* **Exercise objective**: Rewrite the lines below, swapping "Place a dot" for "Put a mark" wherever it occurs and leaving everything else unchanged.

* **Exercise data**:

########

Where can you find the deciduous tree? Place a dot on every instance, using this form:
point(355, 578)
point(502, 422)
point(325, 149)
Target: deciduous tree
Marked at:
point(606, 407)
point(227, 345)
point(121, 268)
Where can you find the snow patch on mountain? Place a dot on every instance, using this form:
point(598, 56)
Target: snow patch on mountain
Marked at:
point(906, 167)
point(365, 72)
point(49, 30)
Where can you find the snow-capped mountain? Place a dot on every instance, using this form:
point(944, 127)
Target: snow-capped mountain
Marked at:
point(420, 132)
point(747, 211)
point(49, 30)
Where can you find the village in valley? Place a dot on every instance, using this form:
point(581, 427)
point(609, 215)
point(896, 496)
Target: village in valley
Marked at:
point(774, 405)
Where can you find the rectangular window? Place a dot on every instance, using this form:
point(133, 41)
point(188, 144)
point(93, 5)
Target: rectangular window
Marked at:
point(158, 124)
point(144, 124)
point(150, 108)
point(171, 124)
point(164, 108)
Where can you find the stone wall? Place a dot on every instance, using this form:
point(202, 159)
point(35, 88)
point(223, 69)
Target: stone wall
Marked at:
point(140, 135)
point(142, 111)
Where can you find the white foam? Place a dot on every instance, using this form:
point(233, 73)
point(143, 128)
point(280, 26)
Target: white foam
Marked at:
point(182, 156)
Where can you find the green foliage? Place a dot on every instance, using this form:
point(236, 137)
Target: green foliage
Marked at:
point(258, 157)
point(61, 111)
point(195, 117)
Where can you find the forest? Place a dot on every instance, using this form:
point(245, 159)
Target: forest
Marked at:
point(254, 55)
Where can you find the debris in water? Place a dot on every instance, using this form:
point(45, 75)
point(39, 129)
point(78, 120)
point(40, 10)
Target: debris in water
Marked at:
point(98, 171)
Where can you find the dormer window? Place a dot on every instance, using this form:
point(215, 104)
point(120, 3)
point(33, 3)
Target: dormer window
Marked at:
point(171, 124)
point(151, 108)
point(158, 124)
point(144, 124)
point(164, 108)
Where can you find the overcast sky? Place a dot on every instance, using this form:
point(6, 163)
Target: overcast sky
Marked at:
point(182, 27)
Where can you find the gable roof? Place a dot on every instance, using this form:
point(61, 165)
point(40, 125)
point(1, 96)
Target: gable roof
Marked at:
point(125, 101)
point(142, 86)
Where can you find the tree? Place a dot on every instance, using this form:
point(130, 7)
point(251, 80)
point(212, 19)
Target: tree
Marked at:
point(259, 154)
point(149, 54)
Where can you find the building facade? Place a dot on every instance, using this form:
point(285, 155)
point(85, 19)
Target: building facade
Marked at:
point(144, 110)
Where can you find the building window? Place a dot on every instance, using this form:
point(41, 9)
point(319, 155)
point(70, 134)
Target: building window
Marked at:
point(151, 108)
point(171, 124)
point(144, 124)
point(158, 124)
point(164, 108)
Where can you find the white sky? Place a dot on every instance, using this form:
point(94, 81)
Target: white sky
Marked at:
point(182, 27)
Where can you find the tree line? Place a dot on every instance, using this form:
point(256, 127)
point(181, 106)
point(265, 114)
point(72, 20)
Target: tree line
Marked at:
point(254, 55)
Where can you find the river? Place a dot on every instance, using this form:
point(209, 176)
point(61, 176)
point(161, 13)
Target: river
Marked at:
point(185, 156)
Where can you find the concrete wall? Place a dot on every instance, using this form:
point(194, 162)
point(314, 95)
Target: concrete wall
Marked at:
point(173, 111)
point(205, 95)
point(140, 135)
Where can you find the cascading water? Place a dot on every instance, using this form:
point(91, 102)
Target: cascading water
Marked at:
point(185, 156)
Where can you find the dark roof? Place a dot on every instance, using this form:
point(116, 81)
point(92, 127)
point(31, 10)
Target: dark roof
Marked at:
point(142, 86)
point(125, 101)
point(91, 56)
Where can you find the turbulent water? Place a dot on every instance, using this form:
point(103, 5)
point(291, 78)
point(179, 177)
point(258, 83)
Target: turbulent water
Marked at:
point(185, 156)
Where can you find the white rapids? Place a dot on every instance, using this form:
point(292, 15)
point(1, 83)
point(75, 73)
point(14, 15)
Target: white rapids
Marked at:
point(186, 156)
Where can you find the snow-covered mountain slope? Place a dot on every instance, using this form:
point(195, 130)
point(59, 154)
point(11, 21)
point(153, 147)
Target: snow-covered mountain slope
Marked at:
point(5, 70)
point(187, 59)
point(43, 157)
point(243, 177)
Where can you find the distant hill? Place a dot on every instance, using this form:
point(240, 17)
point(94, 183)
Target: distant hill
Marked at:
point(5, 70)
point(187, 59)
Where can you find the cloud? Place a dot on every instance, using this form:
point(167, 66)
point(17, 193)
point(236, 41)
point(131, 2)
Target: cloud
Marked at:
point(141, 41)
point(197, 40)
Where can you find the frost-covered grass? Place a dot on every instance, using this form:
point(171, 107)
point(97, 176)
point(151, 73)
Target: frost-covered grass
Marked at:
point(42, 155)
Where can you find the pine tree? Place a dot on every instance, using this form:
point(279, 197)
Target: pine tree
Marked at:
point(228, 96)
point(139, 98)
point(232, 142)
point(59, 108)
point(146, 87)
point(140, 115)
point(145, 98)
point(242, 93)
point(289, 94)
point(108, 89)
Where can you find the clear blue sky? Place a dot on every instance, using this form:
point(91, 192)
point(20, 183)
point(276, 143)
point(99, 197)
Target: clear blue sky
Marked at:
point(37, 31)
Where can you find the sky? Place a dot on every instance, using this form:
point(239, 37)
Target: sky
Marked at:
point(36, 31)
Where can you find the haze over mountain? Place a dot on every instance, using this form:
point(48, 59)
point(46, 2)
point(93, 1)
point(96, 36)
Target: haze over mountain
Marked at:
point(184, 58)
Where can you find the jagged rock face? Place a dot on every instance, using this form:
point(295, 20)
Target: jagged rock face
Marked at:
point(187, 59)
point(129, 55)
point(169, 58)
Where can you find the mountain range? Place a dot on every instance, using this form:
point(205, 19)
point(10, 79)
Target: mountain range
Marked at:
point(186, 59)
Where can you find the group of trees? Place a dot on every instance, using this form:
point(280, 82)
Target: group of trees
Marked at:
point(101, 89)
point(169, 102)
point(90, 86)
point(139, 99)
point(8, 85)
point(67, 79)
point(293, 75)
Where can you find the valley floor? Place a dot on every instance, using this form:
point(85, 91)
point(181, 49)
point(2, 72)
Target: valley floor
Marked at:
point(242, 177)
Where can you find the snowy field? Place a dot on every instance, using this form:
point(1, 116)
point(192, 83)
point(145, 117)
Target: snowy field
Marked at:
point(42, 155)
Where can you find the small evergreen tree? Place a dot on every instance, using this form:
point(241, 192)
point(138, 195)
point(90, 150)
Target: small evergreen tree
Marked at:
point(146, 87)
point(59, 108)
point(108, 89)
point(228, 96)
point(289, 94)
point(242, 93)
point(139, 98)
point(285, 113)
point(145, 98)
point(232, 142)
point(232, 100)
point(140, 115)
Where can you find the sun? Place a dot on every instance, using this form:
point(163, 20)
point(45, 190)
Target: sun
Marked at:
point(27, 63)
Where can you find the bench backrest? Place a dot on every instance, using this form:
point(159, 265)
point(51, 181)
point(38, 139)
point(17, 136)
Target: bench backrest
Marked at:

########

* **Full answer**:
Where can you find the deciduous tree? Put a mark on every instance, using this form:
point(355, 578)
point(502, 422)
point(325, 149)
Target: deciduous tree
Marked at:
point(606, 407)
point(227, 345)
point(121, 268)
Where can you find the snow patch on mountain? Put a mark on every instance, using this form:
point(598, 56)
Target: snow patch on mountain
Marked at:
point(906, 167)
point(365, 72)
point(49, 30)
Where can you find the snow-capped mountain? Put a mark on every instance, using this form:
point(944, 127)
Target: snow-capped mountain
Marked at:
point(420, 132)
point(747, 211)
point(49, 30)
Where can you find the village in valley? Put a mark on every instance, using this form:
point(581, 427)
point(609, 215)
point(896, 496)
Target: village in valley
Marked at:
point(774, 405)
Where can you find the rectangular window? Put a mark on every instance, using this form:
point(133, 41)
point(188, 144)
point(93, 5)
Target: rectangular window
Marked at:
point(158, 124)
point(144, 124)
point(150, 108)
point(171, 124)
point(164, 108)
Where can you find the stone wall? Put a mark on every instance, using this form:
point(202, 159)
point(35, 88)
point(223, 69)
Target: stone wall
Marked at:
point(140, 135)
point(142, 111)
Where can you find the white foam? Put a mark on every instance, using this form:
point(233, 73)
point(143, 128)
point(280, 26)
Target: white foam
Marked at:
point(182, 156)
Where can you find the green foliage? Put a mark on every instance, using this form:
point(236, 137)
Target: green foliage
Marked at:
point(258, 157)
point(61, 111)
point(195, 117)
Where can you find the forest? Put a mark on every instance, using this form:
point(245, 159)
Target: forest
Marked at:
point(254, 55)
Where can you find the debris in water? Put a mark on every instance, using this form:
point(45, 75)
point(39, 129)
point(78, 120)
point(40, 10)
Target: debris in water
Marked at:
point(98, 171)
Where can you find the dormer window? Put a mark on every instance, using this form:
point(215, 104)
point(120, 3)
point(33, 3)
Target: dormer window
Marked at:
point(171, 124)
point(151, 108)
point(158, 124)
point(144, 124)
point(164, 108)
Where can you find the overcast sky? Put a mark on every instance, using this form:
point(6, 163)
Target: overcast sky
Marked at:
point(182, 27)
Where can you find the gable roof? Put a mark on every instance, using this form:
point(61, 165)
point(40, 125)
point(1, 96)
Target: gable roof
Marked at:
point(125, 101)
point(142, 86)
Where can you find the tree? Put a mark on every instance, using this form:
point(130, 7)
point(251, 80)
point(212, 19)
Target: tree
Marked at:
point(259, 154)
point(149, 54)
Where can you find the building facade? Put a mark on every instance, using this form:
point(285, 155)
point(85, 19)
Target: building facade
Marked at:
point(144, 110)
Where can you find the building window? Put a mark on every instance, using this form:
point(41, 9)
point(319, 155)
point(70, 134)
Target: building window
Marked at:
point(151, 108)
point(171, 124)
point(144, 124)
point(158, 124)
point(164, 108)
Where can you find the white sky? Put a mark on every instance, using this form:
point(94, 81)
Target: white sky
Marked at:
point(182, 27)
Where can you find the tree line? Put a mark on every instance, using this form:
point(256, 127)
point(181, 106)
point(265, 114)
point(72, 20)
Target: tree line
Marked at:
point(254, 55)
Where can you find the river? Put a mark on every instance, using this form:
point(209, 176)
point(61, 176)
point(161, 13)
Target: river
Marked at:
point(185, 156)
Where can you find the concrete wall? Put a mark on every instance, using this form:
point(194, 162)
point(314, 95)
Target: concrete wall
Marked at:
point(173, 111)
point(205, 95)
point(140, 135)
Where can you find the cascading water? Put a mark on every instance, using this form:
point(91, 102)
Target: cascading water
Marked at:
point(185, 156)
Where can you find the dark roof? Put a mark on every instance, using this form:
point(116, 81)
point(92, 127)
point(31, 10)
Target: dark roof
Marked at:
point(142, 86)
point(125, 101)
point(91, 56)
Where can you find the turbulent water? Put a mark on every instance, using this form:
point(103, 5)
point(291, 78)
point(179, 177)
point(258, 83)
Target: turbulent water
Marked at:
point(185, 156)
Where can you find the white rapids? Put a mark on every instance, using this form:
point(292, 15)
point(1, 83)
point(75, 73)
point(14, 15)
Target: white rapids
Marked at:
point(186, 156)
Where can you find the snow-covered mountain slope? Put a mark on every instance, using this form:
point(195, 130)
point(59, 154)
point(11, 21)
point(153, 147)
Target: snow-covered mountain slope
Marked at:
point(5, 70)
point(187, 59)
point(43, 157)
point(243, 177)
Where can you find the distant hill? Put a mark on every instance, using this form:
point(240, 17)
point(94, 183)
Target: distant hill
Marked at:
point(5, 70)
point(187, 59)
Where can you find the cloud? Put a mark on every instance, using this form:
point(167, 66)
point(17, 193)
point(236, 41)
point(131, 2)
Target: cloud
Marked at:
point(141, 41)
point(197, 40)
Where can you find the frost-covered grass? Put a mark on every instance, using this form:
point(171, 107)
point(97, 176)
point(151, 73)
Target: frost-covered grass
Marked at:
point(42, 155)
Where can you find the pine tree? Put a mark on every instance, using this form:
point(279, 197)
Target: pine tree
Marked at:
point(228, 96)
point(139, 98)
point(232, 142)
point(59, 108)
point(146, 87)
point(140, 115)
point(145, 98)
point(242, 93)
point(289, 94)
point(108, 89)
Where can you find the clear blue sky? Put a mark on every instance, using this form:
point(91, 192)
point(20, 183)
point(276, 143)
point(99, 197)
Target: clear blue sky
Marked at:
point(37, 31)
Where can you find the sky? Put a mark on every instance, using this form:
point(239, 37)
Target: sky
Marked at:
point(36, 31)
Where can you find the haze over mountain? Put a mark on every instance, using this form:
point(48, 59)
point(46, 2)
point(93, 1)
point(96, 36)
Target: haze over mountain
Marked at:
point(184, 58)
Where can you find the jagged rock face? Put a mark on every instance, using this form:
point(295, 20)
Target: jagged rock face
Marked at:
point(187, 59)
point(129, 55)
point(169, 58)
Where can you find the mountain range? Put a mark on every instance, using this form:
point(205, 19)
point(10, 79)
Target: mountain range
Marked at:
point(186, 59)
Where can you find the group of trees? Put a mark on every instance, using this form:
point(280, 82)
Target: group of trees
Marked at:
point(101, 89)
point(169, 102)
point(90, 86)
point(139, 99)
point(8, 85)
point(67, 79)
point(293, 75)
Where can you find the valley floor? Put a mark on every instance, using this form:
point(85, 91)
point(181, 49)
point(2, 72)
Target: valley floor
Marked at:
point(242, 177)
Where can you find the snowy field? Put a mark on every instance, using this form:
point(1, 116)
point(192, 83)
point(145, 117)
Target: snowy field
Marked at:
point(42, 155)
Where can you find the small evergreen tree? Put a mark on every instance, using this form:
point(241, 192)
point(138, 195)
point(90, 150)
Target: small evergreen tree
Marked at:
point(146, 87)
point(59, 108)
point(108, 89)
point(228, 96)
point(289, 94)
point(242, 93)
point(139, 98)
point(285, 113)
point(145, 98)
point(232, 142)
point(232, 100)
point(140, 115)
Where can you find the sun? Put a mark on every instance, using this form:
point(163, 20)
point(45, 190)
Target: sun
Marked at:
point(27, 63)
Where can you find the bench backrest? Put a mark on every instance, using this form:
point(159, 265)
point(51, 181)
point(38, 139)
point(17, 136)
Target: bench backrest
Marked at:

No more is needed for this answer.